** Opening Dataset block **
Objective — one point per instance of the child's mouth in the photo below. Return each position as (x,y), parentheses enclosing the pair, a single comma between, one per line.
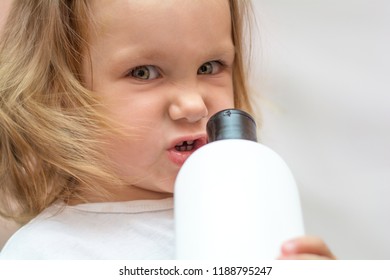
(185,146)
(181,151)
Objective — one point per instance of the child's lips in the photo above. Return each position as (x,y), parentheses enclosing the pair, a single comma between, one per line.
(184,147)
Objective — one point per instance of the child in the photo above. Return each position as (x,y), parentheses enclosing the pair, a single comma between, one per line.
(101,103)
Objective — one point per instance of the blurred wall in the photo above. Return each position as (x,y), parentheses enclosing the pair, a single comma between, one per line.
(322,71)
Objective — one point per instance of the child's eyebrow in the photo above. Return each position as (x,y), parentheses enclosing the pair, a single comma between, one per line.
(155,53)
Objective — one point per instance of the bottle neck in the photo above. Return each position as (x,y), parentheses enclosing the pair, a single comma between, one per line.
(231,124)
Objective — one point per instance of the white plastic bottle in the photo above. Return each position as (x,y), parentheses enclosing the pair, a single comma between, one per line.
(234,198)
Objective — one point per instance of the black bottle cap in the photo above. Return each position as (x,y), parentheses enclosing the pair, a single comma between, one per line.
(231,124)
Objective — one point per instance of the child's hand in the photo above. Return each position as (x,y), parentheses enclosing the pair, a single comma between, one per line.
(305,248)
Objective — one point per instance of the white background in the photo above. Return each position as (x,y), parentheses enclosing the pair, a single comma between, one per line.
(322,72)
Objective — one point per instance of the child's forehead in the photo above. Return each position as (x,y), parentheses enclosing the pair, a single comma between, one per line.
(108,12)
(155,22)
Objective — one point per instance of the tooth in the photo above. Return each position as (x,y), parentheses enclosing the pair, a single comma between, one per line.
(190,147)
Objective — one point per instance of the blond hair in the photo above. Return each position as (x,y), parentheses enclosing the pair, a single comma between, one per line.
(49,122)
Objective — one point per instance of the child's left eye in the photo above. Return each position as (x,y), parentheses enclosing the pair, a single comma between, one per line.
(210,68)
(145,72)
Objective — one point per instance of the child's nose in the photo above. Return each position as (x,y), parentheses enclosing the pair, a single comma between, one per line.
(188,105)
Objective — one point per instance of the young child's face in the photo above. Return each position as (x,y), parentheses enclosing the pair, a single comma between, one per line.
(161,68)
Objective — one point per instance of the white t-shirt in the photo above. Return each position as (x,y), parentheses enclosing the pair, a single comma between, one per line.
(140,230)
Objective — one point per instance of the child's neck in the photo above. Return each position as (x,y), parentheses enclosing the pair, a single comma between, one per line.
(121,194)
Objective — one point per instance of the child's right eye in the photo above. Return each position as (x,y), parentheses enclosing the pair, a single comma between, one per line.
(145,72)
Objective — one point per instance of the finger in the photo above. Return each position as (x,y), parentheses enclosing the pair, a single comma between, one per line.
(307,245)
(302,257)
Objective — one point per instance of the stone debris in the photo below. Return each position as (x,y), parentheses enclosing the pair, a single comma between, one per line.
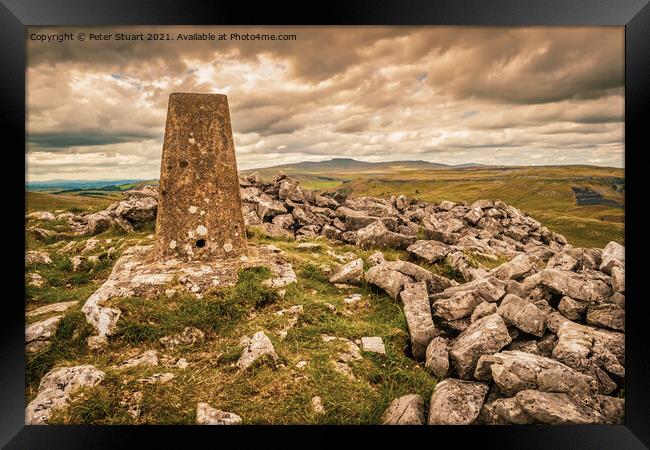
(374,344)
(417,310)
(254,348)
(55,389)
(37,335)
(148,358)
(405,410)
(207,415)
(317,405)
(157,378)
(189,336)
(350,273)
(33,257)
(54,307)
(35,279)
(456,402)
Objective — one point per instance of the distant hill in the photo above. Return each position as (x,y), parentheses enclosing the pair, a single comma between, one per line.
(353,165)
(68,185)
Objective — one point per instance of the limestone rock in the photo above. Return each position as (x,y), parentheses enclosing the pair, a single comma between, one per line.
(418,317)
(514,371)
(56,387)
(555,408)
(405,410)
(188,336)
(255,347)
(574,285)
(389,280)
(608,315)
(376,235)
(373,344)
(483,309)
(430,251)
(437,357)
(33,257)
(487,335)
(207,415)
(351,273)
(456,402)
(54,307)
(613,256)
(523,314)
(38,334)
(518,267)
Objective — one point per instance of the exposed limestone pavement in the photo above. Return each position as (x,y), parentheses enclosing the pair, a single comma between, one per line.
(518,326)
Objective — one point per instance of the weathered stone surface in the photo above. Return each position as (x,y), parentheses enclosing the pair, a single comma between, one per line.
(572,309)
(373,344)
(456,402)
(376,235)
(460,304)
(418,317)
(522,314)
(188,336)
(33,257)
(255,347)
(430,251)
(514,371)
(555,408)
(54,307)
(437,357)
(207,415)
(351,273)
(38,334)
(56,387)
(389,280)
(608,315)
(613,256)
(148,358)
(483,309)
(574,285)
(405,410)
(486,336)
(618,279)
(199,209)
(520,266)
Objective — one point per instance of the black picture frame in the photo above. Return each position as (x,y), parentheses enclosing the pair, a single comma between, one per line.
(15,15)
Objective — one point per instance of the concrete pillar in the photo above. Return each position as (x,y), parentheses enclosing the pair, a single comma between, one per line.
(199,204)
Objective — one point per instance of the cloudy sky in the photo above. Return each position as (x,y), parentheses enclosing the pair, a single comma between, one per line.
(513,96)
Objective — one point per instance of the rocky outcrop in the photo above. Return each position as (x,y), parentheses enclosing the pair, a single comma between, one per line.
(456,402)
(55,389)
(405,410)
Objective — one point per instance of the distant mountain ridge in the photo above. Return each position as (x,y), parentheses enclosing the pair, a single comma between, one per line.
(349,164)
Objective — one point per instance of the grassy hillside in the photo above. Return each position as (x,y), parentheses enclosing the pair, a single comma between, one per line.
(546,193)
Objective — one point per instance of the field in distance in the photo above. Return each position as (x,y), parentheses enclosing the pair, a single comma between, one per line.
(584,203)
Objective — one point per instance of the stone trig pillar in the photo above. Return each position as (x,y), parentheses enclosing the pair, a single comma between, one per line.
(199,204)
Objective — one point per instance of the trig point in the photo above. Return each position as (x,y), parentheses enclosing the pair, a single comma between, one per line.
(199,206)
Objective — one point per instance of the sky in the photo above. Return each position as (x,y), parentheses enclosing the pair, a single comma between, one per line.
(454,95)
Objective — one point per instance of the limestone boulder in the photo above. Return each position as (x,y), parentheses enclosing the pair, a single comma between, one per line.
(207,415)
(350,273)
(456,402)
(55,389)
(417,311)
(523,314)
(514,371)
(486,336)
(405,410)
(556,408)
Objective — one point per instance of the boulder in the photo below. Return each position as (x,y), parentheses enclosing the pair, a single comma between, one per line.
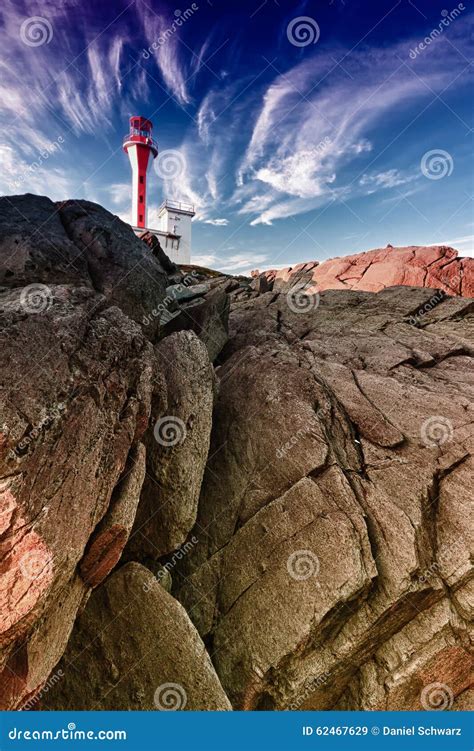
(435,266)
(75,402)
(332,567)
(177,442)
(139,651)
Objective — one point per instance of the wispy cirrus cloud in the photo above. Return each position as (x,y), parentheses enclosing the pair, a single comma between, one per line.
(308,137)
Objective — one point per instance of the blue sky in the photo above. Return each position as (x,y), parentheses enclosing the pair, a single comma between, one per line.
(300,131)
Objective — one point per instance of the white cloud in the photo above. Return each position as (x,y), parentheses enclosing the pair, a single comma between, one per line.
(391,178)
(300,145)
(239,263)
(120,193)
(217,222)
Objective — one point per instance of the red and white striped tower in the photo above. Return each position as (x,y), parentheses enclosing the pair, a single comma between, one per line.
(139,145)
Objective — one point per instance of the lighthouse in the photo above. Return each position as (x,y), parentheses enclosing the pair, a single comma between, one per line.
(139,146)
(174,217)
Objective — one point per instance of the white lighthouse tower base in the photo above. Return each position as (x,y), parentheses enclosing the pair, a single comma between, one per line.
** Closing Dataset block **
[Task requirements] Every line above should be retyped exactly; the pictures do not belong in the copy.

[Answer]
Objective — one point per instance of the child's mouth in the photo below. Return each position as (x,y), parentheses enclosing the pair, a single comma between, one per line.
(185,146)
(181,151)
Objective — one point per instance of the child's lips in the photo above. Return each position as (x,y), parentheses enclosing the pair, a single comma between, one per line.
(184,147)
Objective — one point per instance of the child in the photo above. Return each position as (x,y), parentheses enclosing the pair, a single comma between, one per line.
(101,103)
Objective — one point per instance of the blurred wall in the photo above. Return each position as (x,y), parentheses enclosing the pair, a single comma between, one per line.
(322,71)
Objective — one point per instance of the child's eyebrow in the photo above. Return each position as (x,y), parentheses enclosing the pair, a single comma between, one per line.
(155,53)
Objective — one point per instance of the bottle neck in the photo above. Return each position as (x,y), parentheses enclosing the pair, a single comma between, one per line.
(231,124)
Objective — one point per instance of the white plastic bottle in the photo above. Return each position as (x,y), parentheses enclosing the pair, a single comma between, one per line.
(234,198)
Objective — one point per instance of the black bottle cap in the photo above. Return each position as (x,y), parentheses enclosing the pair, a single comma between, one per line.
(231,124)
Objective — one point per instance of the child's hand in the photo above. Return each position as (x,y), parentheses enclosing the pair, a single comma between, one per line.
(305,248)
Objective — one point per instance of the white background in the photo above. Return each position as (x,y), parentheses enclosing the pair, a single comma between, one per line.
(322,72)
Objective — one point per instance of the child's forehead in the photo above. Return each position as (x,y), parentheses enclosing the pair, a single comma between, one per line.
(108,12)
(155,22)
Objective — one point per instance of the tooth in the photo above. Return each position as (x,y), parentheses enclosing the pair, a single comma between, one per line.
(190,147)
Objective — one point per instance of the blond hair in the photo above. Return each position as (x,y), parentheses enclosing the pair, a single comma between, one per line.
(49,122)
Objective — one point per instance of the child's left eye in the photo above. Return each position as (x,y), parentheses enclosing the pair, a single comma between, one per line.
(210,68)
(145,72)
Objective — one point per instance of the child's nose in the photo above. Return each position as (x,y), parentheses enclosing the pair, a single comma between, one per line.
(188,105)
Objective — one point per instance of the young child's face in the photo above. Return each position as (x,y), parentheses enclosing the pair, a single comma between, one per line.
(161,68)
Objective — one point per instance of the white t-shirt in the photo above. Return each position as (x,y), parentheses enclosing the pair, a single comma between, one per line.
(140,230)
Objective — one point per instance of the child's neck in the photo above. Return each position as (x,y), parentheses enclosing the pair, a single comma between, one per line.
(121,194)
Objective — one point per instance of the child's right eye in the photo above. Return each position as (x,y), parentheses enclosing the pair, a single comma between, one per line.
(145,72)
Objective — one point per instance of the finger in the photo above. Return each position as (x,y), parentheses enclosing the pair, a single comma between, one per line.
(307,245)
(302,257)
Objective — one point per instance of the stone debris in the photo below. Return each position as (x,y), parentheses enclosing the pair, a single comma between, one per line.
(374,344)
(417,310)
(254,348)
(55,389)
(37,335)
(148,358)
(405,410)
(207,415)
(317,405)
(157,378)
(189,336)
(350,273)
(33,257)
(54,307)
(35,279)
(456,402)
Objective — one point per instance of the distant hill in the photo above. Return each position as (x,y), parentheses enclosing the pair, a single comma between, one per line.
(353,165)
(68,185)
Objective — one point per instance of the limestone rock in the photo above. Return each position as (x,y), parentheses enclosing the pair, a single comma between, one per line.
(418,317)
(514,371)
(56,387)
(555,408)
(405,410)
(188,336)
(255,347)
(574,285)
(389,280)
(608,315)
(376,235)
(373,344)
(483,309)
(430,251)
(437,357)
(33,257)
(487,335)
(207,415)
(351,273)
(456,402)
(54,307)
(613,256)
(523,314)
(38,334)
(518,267)
Objective — one point per instance of the exposed limestone pavement in the photo above. Return each position as (x,y), parentheses enclosing the pair, a single comma between, one per line.
(518,326)
Objective — one point per instance of the weathered stone surface in the photo above. Return each position as (x,y), parentheses enclosing the pair, a single comma between, one per line.
(572,309)
(373,344)
(456,402)
(376,235)
(460,304)
(418,317)
(522,314)
(188,336)
(33,257)
(255,347)
(430,251)
(514,371)
(555,408)
(54,307)
(437,357)
(207,415)
(351,273)
(38,334)
(56,387)
(389,280)
(608,315)
(613,256)
(148,358)
(483,309)
(574,285)
(405,410)
(486,336)
(618,279)
(199,209)
(520,266)
Objective — one point per instance of the black picture frame in the photo above. Return each position as (x,y), parentheses enclosing the pair, a single comma between, one per line.
(15,15)
Objective — one point per instance of the concrete pillar in the photo above. Return each position as (x,y), parentheses enclosing the pair, a single comma between, one per line.
(199,204)
Objective — one point per instance of the cloudy sky in the photo above. Return each position as (x,y), parentheses enclosing the pair, a single comma between, one per line.
(513,96)
Objective — one point per instance of the rocky outcrop in the photo above. Return each position as (x,y), parentheses enclosing the pair, a single comma between, one per line.
(456,402)
(55,389)
(405,410)
Objective — one point per instance of the distant mountain ridge in the photo above. Return each position as (x,y), parentheses enclosing the pair, a single comma between, one per line.
(349,164)
Objective — one point per instance of the grassy hillside in the photo above. Return each position as (x,y), parentheses enclosing the pair, a single comma between, one per line.
(546,193)
Objective — one point per instance of the field in distance in the photo above. Return each position as (x,y), parentheses enclosing the pair, a single comma between, one per line.
(584,203)
Objective — one point per instance of the stone trig pillar in the photo above. Return each position as (x,y), parentheses enclosing the pair, a single comma between, one per line.
(199,204)
Objective — one point per instance of the trig point in the photo above. Return each position as (x,y), parentheses enclosing the pair, a single comma between, one per line.
(199,206)
Objective — one point per instance of the sky in the photo above. Return each position as (x,y), parentheses enclosing the pair, a single comma between, one per line.
(454,95)
Objective — one point per instance of the limestone boulder in the photo above. Return each position as (x,y), parentheses enclosing the pair, a single comma between, one per line.
(207,415)
(350,273)
(456,402)
(55,389)
(417,311)
(523,314)
(514,371)
(486,336)
(405,410)
(556,408)
Objective — one point per instance of the boulder in the photo below. Return each position as (x,y), parentheses enclosing the pair, a single comma between, one per line.
(435,266)
(75,402)
(332,567)
(177,442)
(139,651)
Objective — one point per instance of the wispy cirrus cloud in the photo above. Return each position as (x,y), parentheses enclosing the pair, a single comma between, one per line.
(308,137)
Objective — one point per instance of the blue sky in the photo above. Return each position as (x,y), parentheses enclosing the pair, a single comma between, one per line.
(300,131)
Objective — one point per instance of the white cloud in the photo above. Return each position as (x,y), parentheses enclosing the pair, a single comma between, one per line.
(391,178)
(300,145)
(239,263)
(120,193)
(217,222)
Objective — one point per instance of the red and white striped tower in the photo above. Return each position as (x,y), parentheses enclosing the pair, a single comma between, one per line.
(139,145)
Objective — one point per instance of the lighthouse in the photo above. Return each position as (x,y), parentheses enclosing the pair, a single comma between, one per line.
(139,146)
(174,217)
Objective — one point per instance of the white lighthouse tower base in the photo above. Return each position as (x,y), parentheses enclosing the pair, a single comma between, one per line.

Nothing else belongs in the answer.